#### EXCERPTED TEXT

Blammo #6 by Noah Van Sciver
Blammo #6
By Noah Van Sciver
Welcome, Noah Van Sciver, to an extremely exclusive club. Ivan Brunetti’s in it. So’s Tony Millionaire, Johnny Ryan, and Nick Gurewitch. Oh, and Ken Dahl, too. It’s a short list indeed. I am sure there are a few more whose names I can’t think of at the moment, but the list of cartoonists capable of honestly making me laugh outloud is rather short indeed.
There is, perhaps, a theme across these works. Something gutteral. A sometimes base sensibility that I just can’t repress, no matter how hard I try. I even, on occasional, feel a bit guilty. I remember, once, reading an Angry Youth Comix collection on a train, eyes dart back and forth to make sure no one saw exactly what was eliciting such explosive, full body laughter.
It’s not that I don’t find other cartoonists funny—I’d like to think that I recognize good humor when confronted with it—it’s just that, frankly, there’s a difference between recognizing that “this is funny” and actually momentarily losing control over one’s composure.

########

_EXERCISE A_.
In the review of Blammo #6, copy the passage from "Blammo #6 by" to "rather short indeed.", replacing "club" with "society".
_EXERCISE B_.
List the cartoonists that the review of Blammo #6 names as already members of the exclusive club.

#### MATERIAL SHOWN

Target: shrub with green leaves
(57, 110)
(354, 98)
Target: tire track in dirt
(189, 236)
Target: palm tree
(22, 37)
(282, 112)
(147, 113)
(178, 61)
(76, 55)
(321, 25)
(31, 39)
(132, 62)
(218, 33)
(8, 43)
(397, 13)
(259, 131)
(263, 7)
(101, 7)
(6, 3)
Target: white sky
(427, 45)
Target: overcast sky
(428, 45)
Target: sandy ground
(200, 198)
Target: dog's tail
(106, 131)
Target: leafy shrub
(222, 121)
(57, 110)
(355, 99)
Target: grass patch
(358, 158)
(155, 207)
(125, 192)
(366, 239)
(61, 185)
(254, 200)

########

_YOUR RESPONSE A_.
Blammo #6 by Noah Van Sciver
Blammo #6
By Noah Van Sciver
Welcome, Noah Van Sciver, to an extremely exclusive society. Ivan Brunetti’s in it. So’s Tony Millionaire, Johnny Ryan, and Nick Gurewitch. Oh, and Ken Dahl, too. It’s a short list indeed. I am sure there are a few more whose names I can’t think of at the moment, but the list of cartoonists capable of honestly making me laugh outloud is rather short indeed.

_YOUR RESPONSE B_.
Ivan Brunetti
Tony Millionaire
Johnny Ryan
Nick Gurewitch
Ken Dahl